On March 20, Graveman was announced as the 2018 opening day starter for the second consecutive year. After starting the season 0–5 with an 8.89 ERA, Graveman was demoted to Triple-A on April 26. Graveman underwent Tommy John surgery on July 24, 2018. He was non-tendered by the Athletics on November 30, 2018, and became a free agent.

===Chicago Cubs===
Graveman signed a one-year contract with an option for the 2020 season with the Chicago Cubs on December 23, 2018. He missed the 2019 season while recovering from Tommy John surgery. He became a free agent after the season.

===Seattle Mariners===
On November 26, 2019, Graveman signed a one-year contract with the Seattle Mariners. Graveman made the Mariners Opening Day roster in 2020. On July 27, 2020, he made his Mariners debut.

On August 17, 2020, it was announced that Graveman had a benign bone tumor in his cervical spine. Following a nearly month-long stay on the injured list, he returned to the active roster as a relief pitcher, citing less stress/pain on the tumor as the reason for his conversion. Graveman finished the 2020 season with a 1–3 record and a 5.79 ERA in 11 games, including two starts.

▸ Given information:
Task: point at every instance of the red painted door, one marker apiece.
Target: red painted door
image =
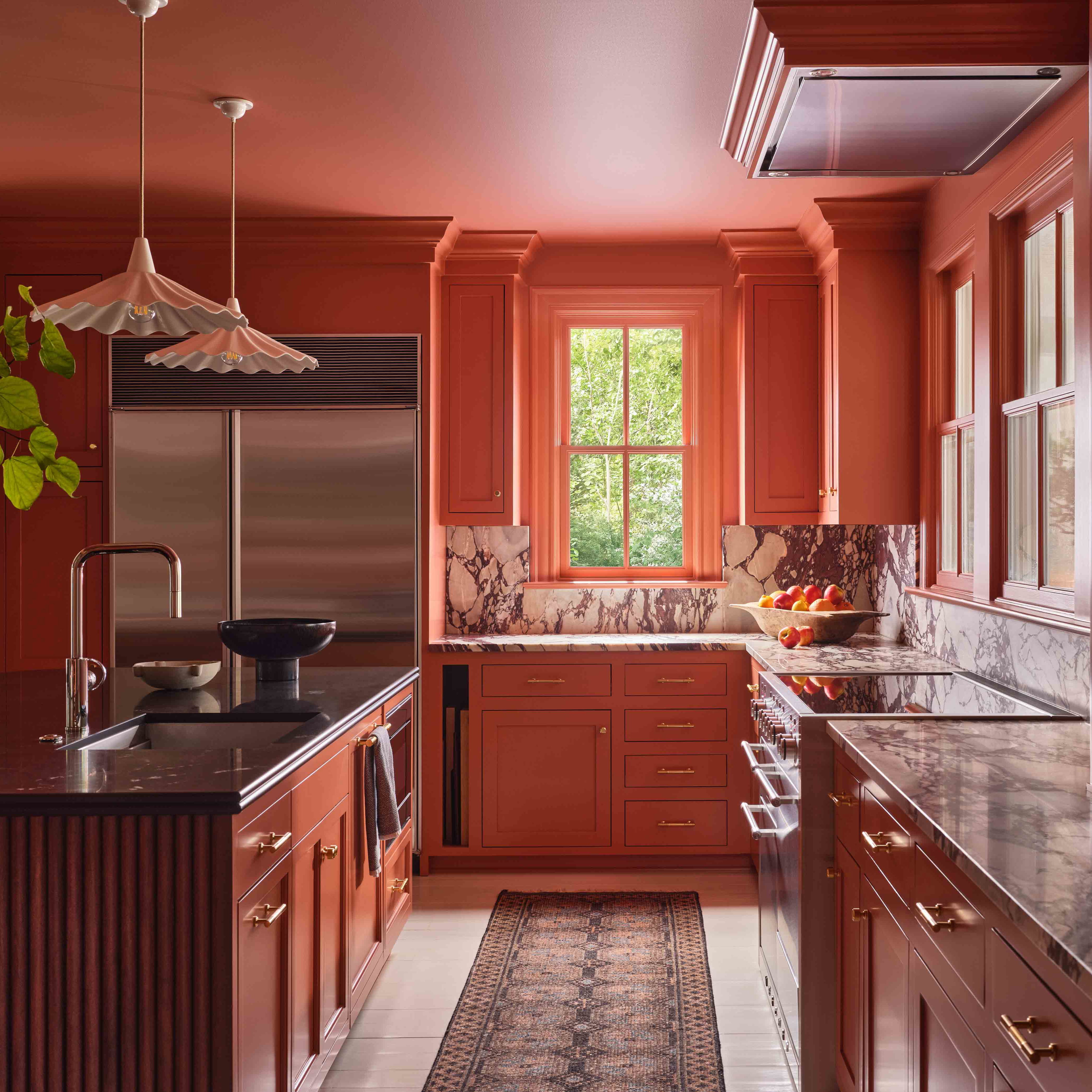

▸ Instructions for the task:
Print the part of the passage on Graveman's career between "On March 20, Graveman" and "his Mariners debut.", inclusive, keeping every word and mark as it appears in the passage.

▸ Answer to this task:
On March 20, Graveman was announced as the 2018 opening day starter for the second consecutive year. After starting the season 0–5 with an 8.89 ERA, Graveman was demoted to Triple-A on April 26. Graveman underwent Tommy John surgery on July 24, 2018. He was non-tendered by the Athletics on November 30, 2018, and became a free agent.

===Chicago Cubs===
Graveman signed a one-year contract with an option for the 2020 season with the Chicago Cubs on December 23, 2018. He missed the 2019 season while recovering from Tommy John surgery. He became a free agent after the season.

===Seattle Mariners===
On November 26, 2019, Graveman signed a one-year contract with the Seattle Mariners. Graveman made the Mariners Opening Day roster in 2020. On July 27, 2020, he made his Mariners debut.